Description of the task:
Write out every entry, unchanged. Skip any picture.

Material supplied:
»»
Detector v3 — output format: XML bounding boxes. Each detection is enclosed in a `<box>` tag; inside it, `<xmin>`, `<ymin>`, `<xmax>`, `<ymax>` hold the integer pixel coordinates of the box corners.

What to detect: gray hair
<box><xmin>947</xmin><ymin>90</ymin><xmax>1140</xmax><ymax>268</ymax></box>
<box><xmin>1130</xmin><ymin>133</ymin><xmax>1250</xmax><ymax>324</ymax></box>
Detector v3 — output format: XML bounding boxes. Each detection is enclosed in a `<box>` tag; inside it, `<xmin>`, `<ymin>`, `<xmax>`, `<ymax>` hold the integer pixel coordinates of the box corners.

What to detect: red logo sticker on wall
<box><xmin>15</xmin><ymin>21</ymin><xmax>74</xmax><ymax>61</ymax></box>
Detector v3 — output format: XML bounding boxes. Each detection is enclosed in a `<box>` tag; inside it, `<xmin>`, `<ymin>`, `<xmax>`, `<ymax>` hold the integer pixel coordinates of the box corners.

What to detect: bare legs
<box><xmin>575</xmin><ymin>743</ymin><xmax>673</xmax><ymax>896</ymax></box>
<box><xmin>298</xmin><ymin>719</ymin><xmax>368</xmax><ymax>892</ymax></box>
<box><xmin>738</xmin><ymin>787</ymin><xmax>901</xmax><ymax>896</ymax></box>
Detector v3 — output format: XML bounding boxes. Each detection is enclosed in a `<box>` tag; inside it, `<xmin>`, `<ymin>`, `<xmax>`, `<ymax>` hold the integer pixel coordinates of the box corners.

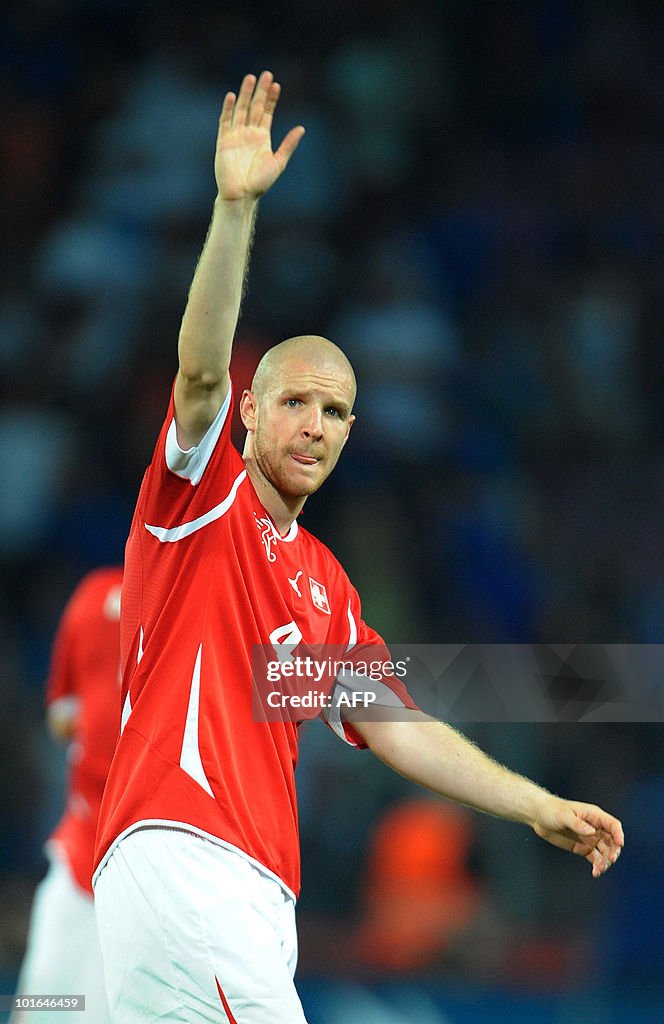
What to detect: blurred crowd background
<box><xmin>0</xmin><ymin>0</ymin><xmax>664</xmax><ymax>1021</ymax></box>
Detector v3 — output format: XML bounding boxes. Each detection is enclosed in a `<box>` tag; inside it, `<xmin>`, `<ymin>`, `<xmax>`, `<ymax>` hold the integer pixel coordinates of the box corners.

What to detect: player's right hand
<box><xmin>214</xmin><ymin>71</ymin><xmax>304</xmax><ymax>200</ymax></box>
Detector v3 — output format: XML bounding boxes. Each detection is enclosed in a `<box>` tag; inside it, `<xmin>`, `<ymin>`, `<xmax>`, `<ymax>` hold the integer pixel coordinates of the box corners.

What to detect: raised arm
<box><xmin>175</xmin><ymin>71</ymin><xmax>304</xmax><ymax>449</ymax></box>
<box><xmin>348</xmin><ymin>709</ymin><xmax>624</xmax><ymax>878</ymax></box>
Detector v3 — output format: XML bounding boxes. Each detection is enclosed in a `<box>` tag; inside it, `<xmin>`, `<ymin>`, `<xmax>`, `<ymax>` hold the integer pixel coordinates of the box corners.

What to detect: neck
<box><xmin>244</xmin><ymin>455</ymin><xmax>306</xmax><ymax>537</ymax></box>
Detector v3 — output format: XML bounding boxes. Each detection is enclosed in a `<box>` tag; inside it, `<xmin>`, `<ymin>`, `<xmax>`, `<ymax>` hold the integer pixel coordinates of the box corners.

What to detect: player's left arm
<box><xmin>347</xmin><ymin>708</ymin><xmax>624</xmax><ymax>878</ymax></box>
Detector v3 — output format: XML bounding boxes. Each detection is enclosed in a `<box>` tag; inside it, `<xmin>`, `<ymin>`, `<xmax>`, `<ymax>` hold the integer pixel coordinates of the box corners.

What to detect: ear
<box><xmin>240</xmin><ymin>390</ymin><xmax>258</xmax><ymax>430</ymax></box>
««
Solution:
Detector v3 — output format: XML bounding boxes. Each detection is enclosed in a `<box>` tag; inside it, `<xmin>`, `<ymin>`, `<xmax>`, `<ymax>` hold the integer pixel coordinates of the box corners.

What to detect: gray hair
<box><xmin>947</xmin><ymin>90</ymin><xmax>1140</xmax><ymax>268</ymax></box>
<box><xmin>1130</xmin><ymin>133</ymin><xmax>1250</xmax><ymax>324</ymax></box>
Detector v3 — output format: XML bounding boxes. Each detection is enclosed in a `<box>` tag; inside it, `<xmin>`, `<ymin>`, `<xmax>`, `<ymax>` hold the integer pixel coordinates of the box corners.

What to detect: red logo sticker on wall
<box><xmin>15</xmin><ymin>21</ymin><xmax>74</xmax><ymax>61</ymax></box>
Detector v3 — output format: XML bounding boxes. Each detection is enclosed in a `<box>` tag; inside it, `<xmin>`, `<ymin>`, `<xmax>`, `<ymax>` hold the integer pixel coordinates of the box corners.

What to detect: bare legs
<box><xmin>575</xmin><ymin>743</ymin><xmax>673</xmax><ymax>896</ymax></box>
<box><xmin>298</xmin><ymin>719</ymin><xmax>368</xmax><ymax>892</ymax></box>
<box><xmin>738</xmin><ymin>787</ymin><xmax>901</xmax><ymax>896</ymax></box>
Detector v3 — output format: XML bounding boxes. Each detection is enclosed in a `<box>` tag; inside it, `<xmin>`, `<ymin>`, `<xmax>`, `<ymax>` hold the integer pixel coordinates of the box corners.

What to detect: blurred crowd background
<box><xmin>0</xmin><ymin>0</ymin><xmax>664</xmax><ymax>1021</ymax></box>
Detector v3 — output format: XML bounding boxes. Each detection is enclosed in a `<box>` tag; inside it, `<xmin>`, `<ymin>`, `<xmax>`, `<ymax>` hold the integer pixel coordinates of the box corners.

What to detect: player's right hand
<box><xmin>214</xmin><ymin>71</ymin><xmax>304</xmax><ymax>200</ymax></box>
Detector v3 — output format: XML bounding boxes. Each detection is enclosed in a `<box>` tag; inside it, `<xmin>`, `<ymin>`, `<xmax>`, `<ymax>` hold the integer pixel coordinates of the box corners.

What to detect: raised arm
<box><xmin>175</xmin><ymin>71</ymin><xmax>304</xmax><ymax>449</ymax></box>
<box><xmin>348</xmin><ymin>709</ymin><xmax>624</xmax><ymax>878</ymax></box>
Detector v3 — output format: XML bounding boxes. Each detection is enclosed in a `<box>` tag; inside it, `<xmin>`, `<ymin>`, `<xmax>`, `<ymax>` hold the integer pixel coordinates of the box corners.

What to detect: neck
<box><xmin>244</xmin><ymin>455</ymin><xmax>306</xmax><ymax>537</ymax></box>
Detector v3 — output format: XML bounding boxes. Each detection is enclosed in a `<box>` tag; inside it, `<xmin>`, `<ymin>`, `<xmax>`, `<ymax>` hold the integer pixel coordinates of the box corners.

What to detect: player's left arm
<box><xmin>347</xmin><ymin>708</ymin><xmax>624</xmax><ymax>878</ymax></box>
Detector v3 — output format: XML bounding boxes. Each detection is enclosed in a `<box>` tag; inside it, `<xmin>`, `<ymin>`, `<xmax>`, `<ymax>` hold the integer pixel coordinates of the box corners.

What to detect: ear
<box><xmin>240</xmin><ymin>390</ymin><xmax>258</xmax><ymax>430</ymax></box>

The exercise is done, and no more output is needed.